* [Task requirements]:
Lay out the listing below as a Markdown table with the columns Number and Record line, from the line with "segment(query) marks the" up to and including the line with "Mark the region of every instance of the red spiky". Skip blank lines and leave the picture out.

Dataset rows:
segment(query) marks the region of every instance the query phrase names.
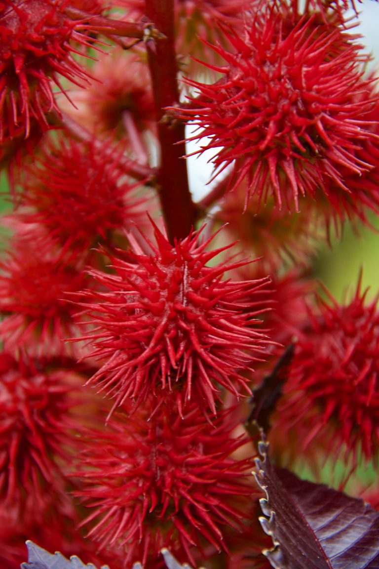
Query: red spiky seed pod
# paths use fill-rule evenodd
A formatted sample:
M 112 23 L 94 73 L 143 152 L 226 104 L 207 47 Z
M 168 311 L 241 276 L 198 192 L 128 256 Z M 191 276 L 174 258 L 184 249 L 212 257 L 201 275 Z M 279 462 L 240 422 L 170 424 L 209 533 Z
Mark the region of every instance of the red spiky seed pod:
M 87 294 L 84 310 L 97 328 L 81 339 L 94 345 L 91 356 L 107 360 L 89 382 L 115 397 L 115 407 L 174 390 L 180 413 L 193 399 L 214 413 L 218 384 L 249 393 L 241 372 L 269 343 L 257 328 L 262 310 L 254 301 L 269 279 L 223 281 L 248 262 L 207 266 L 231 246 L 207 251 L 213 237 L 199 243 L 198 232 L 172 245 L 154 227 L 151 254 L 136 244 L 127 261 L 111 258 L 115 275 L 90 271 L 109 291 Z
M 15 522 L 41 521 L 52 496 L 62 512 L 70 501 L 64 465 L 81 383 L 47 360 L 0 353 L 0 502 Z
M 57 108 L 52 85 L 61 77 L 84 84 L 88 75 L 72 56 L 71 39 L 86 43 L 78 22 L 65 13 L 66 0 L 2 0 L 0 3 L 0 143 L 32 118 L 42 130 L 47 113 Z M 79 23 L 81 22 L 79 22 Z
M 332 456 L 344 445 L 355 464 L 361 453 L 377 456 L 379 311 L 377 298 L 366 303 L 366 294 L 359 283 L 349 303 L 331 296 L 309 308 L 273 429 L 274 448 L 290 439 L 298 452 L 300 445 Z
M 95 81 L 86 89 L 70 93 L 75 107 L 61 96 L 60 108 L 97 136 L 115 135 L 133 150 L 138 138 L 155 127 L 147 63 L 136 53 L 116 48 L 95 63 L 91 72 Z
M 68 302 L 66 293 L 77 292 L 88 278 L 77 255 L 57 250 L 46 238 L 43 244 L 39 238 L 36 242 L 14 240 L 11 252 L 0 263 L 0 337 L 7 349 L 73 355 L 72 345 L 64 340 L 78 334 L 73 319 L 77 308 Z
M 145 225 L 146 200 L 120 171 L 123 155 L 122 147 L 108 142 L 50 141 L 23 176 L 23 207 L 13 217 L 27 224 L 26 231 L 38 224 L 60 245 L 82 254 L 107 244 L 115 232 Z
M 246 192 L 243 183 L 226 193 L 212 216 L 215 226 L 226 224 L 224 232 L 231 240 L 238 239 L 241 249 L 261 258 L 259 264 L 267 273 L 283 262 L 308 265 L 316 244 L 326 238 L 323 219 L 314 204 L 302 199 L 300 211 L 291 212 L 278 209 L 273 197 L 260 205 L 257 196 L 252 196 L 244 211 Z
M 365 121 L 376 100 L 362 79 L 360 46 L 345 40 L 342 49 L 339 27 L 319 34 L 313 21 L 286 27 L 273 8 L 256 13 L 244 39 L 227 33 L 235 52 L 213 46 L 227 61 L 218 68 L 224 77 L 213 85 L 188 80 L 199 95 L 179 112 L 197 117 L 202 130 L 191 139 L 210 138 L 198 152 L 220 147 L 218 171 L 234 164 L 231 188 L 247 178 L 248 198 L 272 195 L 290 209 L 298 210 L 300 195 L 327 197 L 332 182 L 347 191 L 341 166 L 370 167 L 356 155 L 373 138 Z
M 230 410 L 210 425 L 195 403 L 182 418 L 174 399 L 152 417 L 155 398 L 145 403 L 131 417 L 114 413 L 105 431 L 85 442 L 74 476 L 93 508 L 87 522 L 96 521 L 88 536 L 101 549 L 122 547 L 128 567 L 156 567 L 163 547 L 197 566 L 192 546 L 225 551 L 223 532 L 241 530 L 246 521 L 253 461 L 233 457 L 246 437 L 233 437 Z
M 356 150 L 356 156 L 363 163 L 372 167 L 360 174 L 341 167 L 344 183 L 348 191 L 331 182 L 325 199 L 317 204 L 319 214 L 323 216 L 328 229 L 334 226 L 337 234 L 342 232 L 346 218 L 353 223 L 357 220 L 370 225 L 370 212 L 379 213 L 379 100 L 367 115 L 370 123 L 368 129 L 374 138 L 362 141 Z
---
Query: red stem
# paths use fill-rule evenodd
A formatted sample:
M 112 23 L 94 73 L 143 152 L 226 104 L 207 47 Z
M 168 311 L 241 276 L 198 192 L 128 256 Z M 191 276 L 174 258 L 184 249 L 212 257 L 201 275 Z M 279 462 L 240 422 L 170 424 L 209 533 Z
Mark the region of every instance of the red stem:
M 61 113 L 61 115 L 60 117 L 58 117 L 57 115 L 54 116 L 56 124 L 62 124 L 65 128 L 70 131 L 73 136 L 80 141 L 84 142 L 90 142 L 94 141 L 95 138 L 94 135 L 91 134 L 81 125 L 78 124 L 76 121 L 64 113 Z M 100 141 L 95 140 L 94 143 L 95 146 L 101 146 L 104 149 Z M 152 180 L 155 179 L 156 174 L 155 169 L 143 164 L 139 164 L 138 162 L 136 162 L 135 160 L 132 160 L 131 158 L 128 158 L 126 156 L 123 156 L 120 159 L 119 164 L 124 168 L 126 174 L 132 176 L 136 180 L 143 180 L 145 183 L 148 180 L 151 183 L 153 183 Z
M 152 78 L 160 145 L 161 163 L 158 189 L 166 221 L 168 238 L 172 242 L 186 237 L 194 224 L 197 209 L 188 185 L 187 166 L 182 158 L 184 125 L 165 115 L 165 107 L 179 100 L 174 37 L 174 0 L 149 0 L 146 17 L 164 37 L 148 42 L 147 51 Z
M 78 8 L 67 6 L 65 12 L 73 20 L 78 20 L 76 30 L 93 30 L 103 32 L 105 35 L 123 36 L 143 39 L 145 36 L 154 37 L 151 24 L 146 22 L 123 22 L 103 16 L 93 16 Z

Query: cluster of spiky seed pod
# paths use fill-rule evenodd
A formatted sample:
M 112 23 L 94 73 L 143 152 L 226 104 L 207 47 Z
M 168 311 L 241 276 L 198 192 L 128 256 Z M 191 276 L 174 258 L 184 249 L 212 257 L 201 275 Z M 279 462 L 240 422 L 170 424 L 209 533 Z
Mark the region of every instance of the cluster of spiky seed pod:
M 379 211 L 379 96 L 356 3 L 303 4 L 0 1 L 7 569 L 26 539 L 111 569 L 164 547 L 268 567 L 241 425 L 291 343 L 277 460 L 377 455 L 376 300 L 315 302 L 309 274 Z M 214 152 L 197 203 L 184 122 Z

* [Solved exercise]:
| Number | Record line |
|---|---|
| 1 | segment(query) marks the region of every instance the query phrase names. |
| 2 | Query: red spiky seed pod |
| 3 | # paths use fill-rule evenodd |
| 4 | A formatted sample: |
| 5 | M 112 23 L 94 73 L 143 152 L 226 104 L 207 47 Z |
| 6 | M 168 311 L 241 276 L 198 192 L 128 256 Z M 191 276 L 174 258 L 184 249 L 212 257 L 201 275 Z M 279 462 L 240 422 L 170 424 L 209 533 Z |
| 7 | Mark the region of every instance of the red spiky seed pod: |